• [WRITTEN INSTRUCTION]: Count how many lines in the records below contain the string "shrine", matching uppercase and lowercase exactly. Reply with only that number.

Pointing records
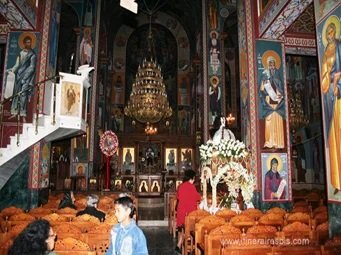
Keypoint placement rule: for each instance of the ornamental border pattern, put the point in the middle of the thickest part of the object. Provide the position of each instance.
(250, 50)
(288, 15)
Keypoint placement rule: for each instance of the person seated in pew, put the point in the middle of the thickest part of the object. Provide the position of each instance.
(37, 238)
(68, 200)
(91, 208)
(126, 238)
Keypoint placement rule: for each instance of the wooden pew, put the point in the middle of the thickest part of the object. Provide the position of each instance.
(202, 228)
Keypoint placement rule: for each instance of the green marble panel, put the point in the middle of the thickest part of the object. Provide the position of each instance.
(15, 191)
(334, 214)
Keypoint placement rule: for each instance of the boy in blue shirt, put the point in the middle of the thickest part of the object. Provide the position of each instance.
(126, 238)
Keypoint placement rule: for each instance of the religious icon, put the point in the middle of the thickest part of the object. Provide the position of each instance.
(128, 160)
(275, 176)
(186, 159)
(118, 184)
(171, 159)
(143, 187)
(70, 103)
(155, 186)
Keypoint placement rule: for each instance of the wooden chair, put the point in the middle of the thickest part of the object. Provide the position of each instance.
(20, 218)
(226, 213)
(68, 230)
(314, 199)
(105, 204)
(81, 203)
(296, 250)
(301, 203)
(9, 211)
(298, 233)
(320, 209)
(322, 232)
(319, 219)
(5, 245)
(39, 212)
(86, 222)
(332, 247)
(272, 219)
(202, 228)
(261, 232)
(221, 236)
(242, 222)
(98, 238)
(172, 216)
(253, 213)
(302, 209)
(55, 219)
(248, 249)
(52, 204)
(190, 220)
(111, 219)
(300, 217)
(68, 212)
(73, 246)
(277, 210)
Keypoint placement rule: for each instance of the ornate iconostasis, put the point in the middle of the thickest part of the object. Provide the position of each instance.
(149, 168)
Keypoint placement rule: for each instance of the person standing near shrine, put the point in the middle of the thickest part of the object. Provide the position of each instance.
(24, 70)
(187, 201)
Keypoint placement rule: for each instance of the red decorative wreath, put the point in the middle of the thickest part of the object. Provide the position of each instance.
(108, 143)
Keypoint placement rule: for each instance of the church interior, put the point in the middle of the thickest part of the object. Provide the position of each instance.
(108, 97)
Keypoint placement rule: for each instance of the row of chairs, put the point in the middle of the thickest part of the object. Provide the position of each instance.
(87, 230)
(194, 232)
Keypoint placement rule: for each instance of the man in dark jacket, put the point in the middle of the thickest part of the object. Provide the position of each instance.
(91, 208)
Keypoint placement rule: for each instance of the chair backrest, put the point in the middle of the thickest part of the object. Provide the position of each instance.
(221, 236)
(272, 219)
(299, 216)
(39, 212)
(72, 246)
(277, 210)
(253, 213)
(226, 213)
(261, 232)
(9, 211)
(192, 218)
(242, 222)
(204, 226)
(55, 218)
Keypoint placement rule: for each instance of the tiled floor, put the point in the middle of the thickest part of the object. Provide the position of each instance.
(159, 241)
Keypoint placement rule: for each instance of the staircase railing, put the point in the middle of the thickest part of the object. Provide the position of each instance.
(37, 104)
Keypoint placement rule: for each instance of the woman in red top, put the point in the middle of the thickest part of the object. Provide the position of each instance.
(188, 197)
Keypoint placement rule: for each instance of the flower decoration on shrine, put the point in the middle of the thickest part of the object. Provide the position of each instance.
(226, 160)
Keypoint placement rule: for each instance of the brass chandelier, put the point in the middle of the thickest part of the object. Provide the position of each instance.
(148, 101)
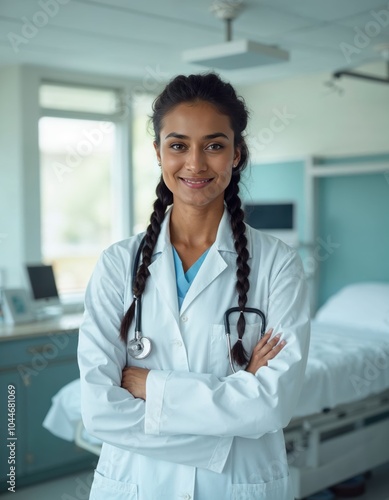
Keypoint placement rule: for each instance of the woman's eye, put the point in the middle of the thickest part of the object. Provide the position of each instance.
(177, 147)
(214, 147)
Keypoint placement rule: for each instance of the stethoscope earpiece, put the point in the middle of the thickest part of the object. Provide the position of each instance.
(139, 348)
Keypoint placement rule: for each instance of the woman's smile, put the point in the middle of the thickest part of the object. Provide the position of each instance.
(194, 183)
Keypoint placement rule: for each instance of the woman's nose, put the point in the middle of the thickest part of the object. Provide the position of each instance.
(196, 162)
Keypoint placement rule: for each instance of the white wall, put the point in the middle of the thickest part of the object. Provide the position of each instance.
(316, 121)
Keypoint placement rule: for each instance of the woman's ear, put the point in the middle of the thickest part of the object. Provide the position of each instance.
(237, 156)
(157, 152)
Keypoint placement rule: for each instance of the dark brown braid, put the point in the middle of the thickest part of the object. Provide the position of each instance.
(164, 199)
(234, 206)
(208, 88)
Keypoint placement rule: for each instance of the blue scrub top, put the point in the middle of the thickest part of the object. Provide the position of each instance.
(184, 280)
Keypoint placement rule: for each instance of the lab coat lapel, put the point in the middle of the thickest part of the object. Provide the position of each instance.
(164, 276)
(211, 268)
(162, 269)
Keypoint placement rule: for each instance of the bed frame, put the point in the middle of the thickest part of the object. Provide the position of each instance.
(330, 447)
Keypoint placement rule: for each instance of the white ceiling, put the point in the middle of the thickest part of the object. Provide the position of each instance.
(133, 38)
--
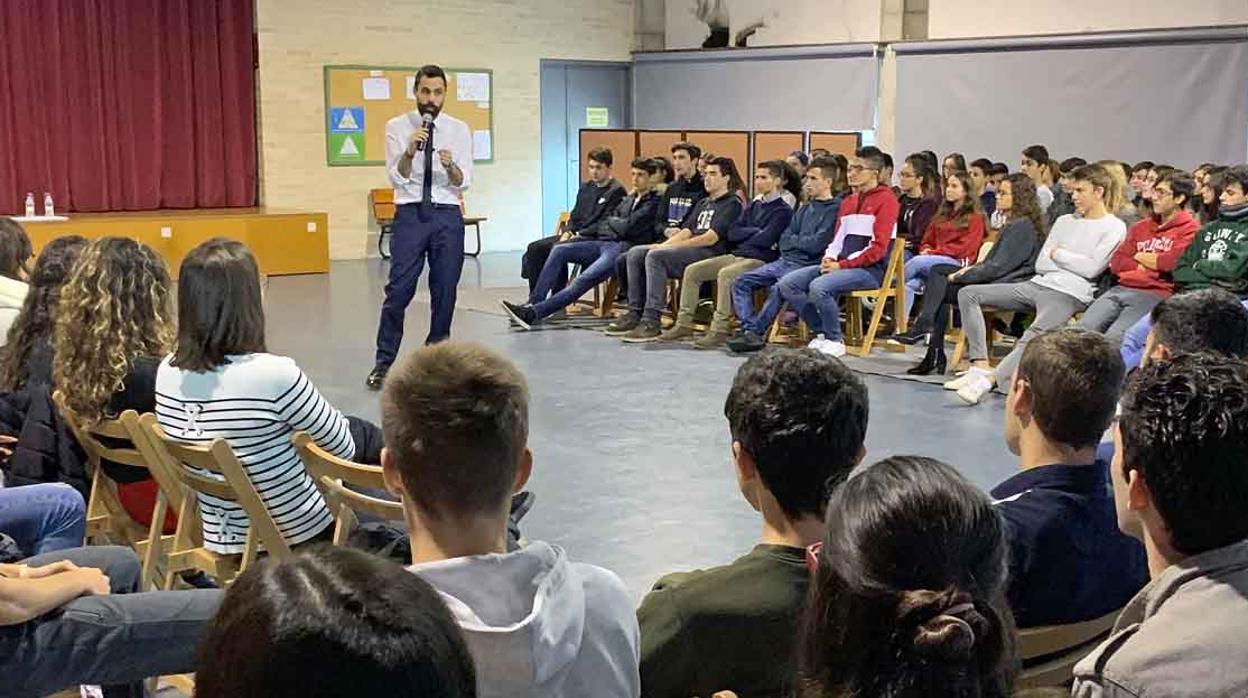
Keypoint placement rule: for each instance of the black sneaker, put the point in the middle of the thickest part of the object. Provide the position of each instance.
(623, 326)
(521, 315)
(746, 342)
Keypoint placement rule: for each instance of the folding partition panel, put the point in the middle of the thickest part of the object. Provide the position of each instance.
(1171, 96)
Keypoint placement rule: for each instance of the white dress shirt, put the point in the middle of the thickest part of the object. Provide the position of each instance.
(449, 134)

• [FINISHED TASK]: 2